**The request**:
Output every line of the entries below as a numbered list, leaving out any blank lines.

**Data shown**:
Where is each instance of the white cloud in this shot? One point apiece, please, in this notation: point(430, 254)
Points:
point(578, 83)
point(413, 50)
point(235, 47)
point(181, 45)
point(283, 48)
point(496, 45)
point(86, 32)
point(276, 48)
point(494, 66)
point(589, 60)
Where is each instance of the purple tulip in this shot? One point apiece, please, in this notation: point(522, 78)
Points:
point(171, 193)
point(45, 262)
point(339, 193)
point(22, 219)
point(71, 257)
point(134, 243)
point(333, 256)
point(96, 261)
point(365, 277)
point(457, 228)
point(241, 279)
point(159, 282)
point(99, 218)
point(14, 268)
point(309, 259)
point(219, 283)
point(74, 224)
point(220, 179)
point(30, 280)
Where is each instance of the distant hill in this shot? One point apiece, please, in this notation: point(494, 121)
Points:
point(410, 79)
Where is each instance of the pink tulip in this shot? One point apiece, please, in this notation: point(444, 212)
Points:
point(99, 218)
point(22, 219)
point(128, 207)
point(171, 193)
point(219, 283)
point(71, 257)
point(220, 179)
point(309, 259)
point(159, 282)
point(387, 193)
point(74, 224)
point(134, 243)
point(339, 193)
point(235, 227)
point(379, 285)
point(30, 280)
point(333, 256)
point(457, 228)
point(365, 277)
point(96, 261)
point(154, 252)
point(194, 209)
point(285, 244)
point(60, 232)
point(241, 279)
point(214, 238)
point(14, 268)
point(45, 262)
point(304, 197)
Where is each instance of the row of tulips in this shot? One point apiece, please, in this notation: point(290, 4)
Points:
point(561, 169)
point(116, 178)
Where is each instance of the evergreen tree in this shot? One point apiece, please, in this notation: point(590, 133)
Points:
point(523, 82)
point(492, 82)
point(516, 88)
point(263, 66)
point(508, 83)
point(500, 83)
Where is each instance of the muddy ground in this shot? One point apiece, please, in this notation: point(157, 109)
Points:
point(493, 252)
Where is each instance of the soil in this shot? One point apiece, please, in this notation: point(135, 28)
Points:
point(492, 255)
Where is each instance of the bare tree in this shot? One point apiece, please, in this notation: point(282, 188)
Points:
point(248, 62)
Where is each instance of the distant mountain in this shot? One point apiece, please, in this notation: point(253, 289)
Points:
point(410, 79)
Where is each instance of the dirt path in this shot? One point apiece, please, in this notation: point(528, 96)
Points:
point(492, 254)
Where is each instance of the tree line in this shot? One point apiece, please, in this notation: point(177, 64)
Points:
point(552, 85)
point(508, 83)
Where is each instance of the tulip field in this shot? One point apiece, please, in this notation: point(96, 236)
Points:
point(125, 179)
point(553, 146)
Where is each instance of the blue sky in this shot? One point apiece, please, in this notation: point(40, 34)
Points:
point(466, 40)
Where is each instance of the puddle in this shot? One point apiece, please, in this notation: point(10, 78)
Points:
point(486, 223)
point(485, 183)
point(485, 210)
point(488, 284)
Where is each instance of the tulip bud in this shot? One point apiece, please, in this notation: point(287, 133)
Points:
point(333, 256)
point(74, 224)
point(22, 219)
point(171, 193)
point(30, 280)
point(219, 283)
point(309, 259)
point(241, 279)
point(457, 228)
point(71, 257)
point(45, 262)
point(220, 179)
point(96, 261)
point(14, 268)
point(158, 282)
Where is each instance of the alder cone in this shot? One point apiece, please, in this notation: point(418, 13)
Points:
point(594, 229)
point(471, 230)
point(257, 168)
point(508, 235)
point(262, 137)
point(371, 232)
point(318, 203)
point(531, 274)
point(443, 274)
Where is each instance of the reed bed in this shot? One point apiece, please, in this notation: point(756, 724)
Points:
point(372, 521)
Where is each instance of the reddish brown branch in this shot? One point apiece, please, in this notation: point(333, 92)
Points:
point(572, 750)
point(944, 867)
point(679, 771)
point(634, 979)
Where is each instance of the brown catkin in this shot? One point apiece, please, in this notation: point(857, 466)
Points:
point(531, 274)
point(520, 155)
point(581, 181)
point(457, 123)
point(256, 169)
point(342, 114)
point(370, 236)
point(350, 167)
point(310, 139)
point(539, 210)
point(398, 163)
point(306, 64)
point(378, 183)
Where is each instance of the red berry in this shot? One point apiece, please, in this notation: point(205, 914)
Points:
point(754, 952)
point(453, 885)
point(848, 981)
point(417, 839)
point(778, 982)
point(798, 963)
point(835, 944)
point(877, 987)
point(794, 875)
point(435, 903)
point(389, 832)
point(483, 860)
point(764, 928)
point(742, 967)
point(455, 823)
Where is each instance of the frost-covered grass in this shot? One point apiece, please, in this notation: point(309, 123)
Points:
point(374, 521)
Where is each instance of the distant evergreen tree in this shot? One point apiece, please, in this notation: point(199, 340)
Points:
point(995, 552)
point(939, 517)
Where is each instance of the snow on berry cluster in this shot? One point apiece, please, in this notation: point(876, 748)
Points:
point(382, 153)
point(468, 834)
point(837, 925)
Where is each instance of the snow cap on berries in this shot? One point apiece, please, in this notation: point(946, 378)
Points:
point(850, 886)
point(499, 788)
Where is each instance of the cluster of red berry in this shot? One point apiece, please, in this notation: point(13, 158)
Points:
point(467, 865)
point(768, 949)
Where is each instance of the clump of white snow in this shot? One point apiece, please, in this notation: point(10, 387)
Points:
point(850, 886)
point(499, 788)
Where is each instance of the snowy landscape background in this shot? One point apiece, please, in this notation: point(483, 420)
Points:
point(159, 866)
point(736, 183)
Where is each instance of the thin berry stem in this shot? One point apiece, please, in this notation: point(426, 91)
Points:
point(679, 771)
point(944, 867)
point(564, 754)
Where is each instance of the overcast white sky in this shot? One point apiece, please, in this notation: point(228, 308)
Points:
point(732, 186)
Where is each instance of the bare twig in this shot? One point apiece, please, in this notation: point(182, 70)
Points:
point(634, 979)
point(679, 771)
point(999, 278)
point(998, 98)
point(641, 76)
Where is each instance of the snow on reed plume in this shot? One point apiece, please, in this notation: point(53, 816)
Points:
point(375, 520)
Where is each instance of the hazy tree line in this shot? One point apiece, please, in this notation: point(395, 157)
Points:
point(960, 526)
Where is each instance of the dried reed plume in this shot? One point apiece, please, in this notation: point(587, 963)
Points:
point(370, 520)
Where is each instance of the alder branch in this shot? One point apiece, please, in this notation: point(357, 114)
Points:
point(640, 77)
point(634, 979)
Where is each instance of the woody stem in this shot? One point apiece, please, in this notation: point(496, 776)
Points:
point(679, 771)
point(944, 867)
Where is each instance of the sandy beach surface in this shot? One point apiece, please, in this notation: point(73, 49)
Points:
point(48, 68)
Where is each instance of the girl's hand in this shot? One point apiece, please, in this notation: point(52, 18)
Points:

**Answer for the task**:
1. Where is each instance of the white cloud in this shot? One point apiece, please, in this notation: point(430, 254)
2. Points:
3. point(578, 83)
4. point(413, 50)
5. point(235, 47)
6. point(181, 45)
7. point(283, 48)
8. point(496, 45)
9. point(86, 32)
10. point(276, 48)
11. point(494, 66)
12. point(589, 60)
13. Where is each instance of the purple tulip in this shot? One point apiece, please, in this notation: point(522, 78)
14. Points:
15. point(171, 193)
16. point(45, 262)
17. point(339, 193)
18. point(22, 219)
19. point(71, 257)
20. point(134, 243)
21. point(333, 256)
22. point(96, 261)
23. point(365, 277)
24. point(457, 228)
25. point(241, 279)
26. point(159, 282)
27. point(99, 218)
28. point(14, 268)
29. point(309, 259)
30. point(219, 283)
31. point(74, 224)
32. point(220, 179)
33. point(30, 280)
34. Where is each instance of the distant hill in this shot? One point apiece, please, in this notation: point(494, 121)
35. Points:
36. point(410, 79)
37. Where is each instance of the pink tulip in this shot? One point apiece, please, in this notation: point(444, 212)
38. Points:
39. point(99, 218)
40. point(22, 219)
41. point(128, 207)
42. point(171, 193)
43. point(219, 283)
44. point(71, 257)
45. point(220, 179)
46. point(309, 259)
47. point(159, 282)
48. point(387, 193)
49. point(74, 224)
50. point(134, 243)
51. point(339, 193)
52. point(235, 227)
53. point(379, 285)
54. point(30, 280)
55. point(333, 256)
56. point(457, 228)
57. point(365, 277)
58. point(96, 261)
59. point(154, 252)
60. point(194, 209)
61. point(285, 244)
62. point(60, 232)
63. point(241, 279)
64. point(214, 238)
65. point(14, 268)
66. point(45, 262)
67. point(304, 197)
68. Where is each instance of the row of tulips in this shot? One point apiece, please, in this notation: point(290, 4)
69. Points:
70. point(561, 169)
71. point(116, 178)
72. Where is each instance of the evergreen tree in this shot? One point apiece, please, in this notation: point(590, 133)
73. Points:
74. point(523, 82)
75. point(492, 82)
76. point(516, 88)
77. point(263, 66)
78. point(508, 83)
79. point(500, 83)
80. Where is each instance of the muddy ground in this shot? One point apiece, please, in this notation: point(157, 109)
81. Points:
82. point(493, 252)
83. Where is each instance of the soil in this shot? One point apiece, please, in this notation: point(135, 28)
84. Points:
85. point(492, 255)
86. Where is each instance of the bare tree in this shot? One point apiece, please, in this notation: point(282, 188)
87. Points:
88. point(248, 62)
89. Where is each instance of the distant mountain in this shot? One point apiece, please, in this notation: point(253, 289)
90. Points:
91. point(410, 79)
92. Where is each instance of the dirt path in this shot? One point apiece, please, in this notation: point(528, 96)
93. Points:
94. point(492, 254)
95. Where is each instance of the tree line in this shot? One point apiece, please, in this notation: point(177, 64)
96. Points:
97. point(552, 85)
98. point(508, 83)
99. Where is each instance of the tulip field in this shot? One point apiece, please, in this notation: point(96, 236)
100. Points:
101. point(125, 179)
102. point(553, 146)
103. Where is each instance of the blue sky in this shot? One point apiece, please, in this notation: point(40, 34)
104. Points:
105. point(466, 40)
106. Where is each instance of the puddle in this shot? One point apiece, please, in this notation: point(10, 78)
107. Points:
108. point(486, 223)
109. point(485, 183)
110. point(485, 210)
111. point(488, 284)
112. Where is each instance of the tulip bud in this shot? One point apiece, please, in this notation: point(287, 133)
113. Points:
114. point(333, 256)
115. point(74, 224)
116. point(22, 219)
117. point(171, 193)
118. point(30, 280)
119. point(219, 283)
120. point(309, 259)
121. point(241, 279)
122. point(457, 228)
123. point(71, 257)
124. point(45, 262)
125. point(220, 179)
126. point(96, 261)
127. point(14, 268)
128. point(158, 282)
129. Where is each instance of the alder cone in this shot? One point apiece, please, in this notation: point(418, 13)
130. Points:
131. point(594, 229)
132. point(471, 230)
133. point(257, 168)
134. point(508, 235)
135. point(262, 137)
136. point(371, 232)
137. point(318, 203)
138. point(531, 274)
139. point(443, 274)
140. Where is each instance of the reed bed in this shot? One point apiece, please, in this notation: point(756, 724)
141. Points:
142. point(372, 521)
143. Where is each instance of the reddish brown branch in this shot? One point apiece, please, in this notation: point(333, 92)
144. Points:
145. point(572, 750)
146. point(944, 867)
147. point(679, 771)
148. point(634, 979)
149. Where is each instance of the brown catkin in this shot? One point apiece, please, in this notation: point(857, 466)
150. Points:
151. point(531, 274)
152. point(520, 155)
153. point(581, 181)
154. point(457, 123)
155. point(256, 169)
156. point(342, 114)
157. point(370, 236)
158. point(350, 167)
159. point(310, 139)
160. point(539, 210)
161. point(398, 163)
162. point(306, 64)
163. point(378, 183)
164. Where is each instance of the red berry in this shot? One point apiece, please, in this notation: point(205, 914)
165. Points:
166. point(754, 952)
167. point(453, 885)
168. point(848, 981)
169. point(417, 839)
170. point(778, 982)
171. point(798, 963)
172. point(835, 944)
173. point(877, 987)
174. point(794, 875)
175. point(435, 903)
176. point(389, 832)
177. point(483, 860)
178. point(764, 928)
179. point(742, 967)
180. point(455, 823)
181. Where is each instance of the frost-covered grass in this shot? One point apiece, please, in this notation: point(309, 123)
182. Points:
183. point(374, 521)
184. Where is each instance of the distant evergreen tree in this shot? One point apiece, please, in this notation: point(199, 340)
185. Points:
186. point(995, 552)
187. point(939, 517)
188. Where is each instance of the snow on berry cluster in this shot? One point apiece, please, in this notation: point(876, 748)
189. Points:
190. point(382, 153)
191. point(468, 834)
192. point(837, 925)
193. Where is each instance of the snow cap on berries in this shot? One point apiece, please, in this notation: point(946, 378)
194. Points:
195. point(850, 886)
196. point(499, 788)
197. Where is each instance of the cluster of red berry in this shot? One point apiece, please, in this notation: point(13, 158)
198. Points:
199. point(467, 865)
200. point(768, 949)
201. Where is each instance of the clump of white snow in this shot? One point apiece, please, in this notation: point(10, 387)
202. Points:
203. point(850, 886)
204. point(499, 788)
205. Where is each instance of the snowy landscape background in this shot? One point apiece, please, in this notation: point(483, 420)
206. Points:
207. point(159, 866)
208. point(736, 183)
209. Where is each instance of the thin berry stem in this shot? One point apiece, please, in this notation: point(426, 91)
210. Points:
211. point(679, 771)
212. point(944, 867)
213. point(564, 754)
214. Where is each instance of the overcast white sky in this shot? One point apiece, please, in this notation: point(228, 308)
215. Points:
216. point(732, 186)
217. Where is each instance of the bare twig in this shot? One point apiece, please, in this notation: point(182, 70)
218. Points:
219. point(634, 979)
220. point(679, 771)
221. point(999, 278)
222. point(998, 98)
223. point(641, 76)
224. Where is each instance of the snow on reed plume in this shot? One point apiece, please, in this notation: point(53, 816)
225. Points:
226. point(375, 520)
227. Where is each instance of the hazy tree line in this shot? One point apiece, please, in this notation: point(395, 157)
228. Points:
229. point(960, 526)
230. Where is each instance of the dried reed plume in this shot? One point apiece, please, in this notation: point(587, 963)
231. Points:
232. point(370, 520)
233. Where is each instance of the alder branch in this shot? One point apiece, please, in this notation: point(357, 114)
234. Points:
235. point(640, 77)
236. point(634, 979)
237. Where is each instance of the woody stem in this shot? One point apiece, please, in this notation: point(496, 776)
238. Points:
239. point(679, 771)
240. point(944, 867)
241. Where is each instance of the sandy beach surface in this shot? One point apiece, please, in this notation: point(73, 49)
242. Points:
243. point(48, 68)
244. Where is each instance of the girl's hand in this shot? One point apiece, please, in this notation: point(52, 18)
245. Points:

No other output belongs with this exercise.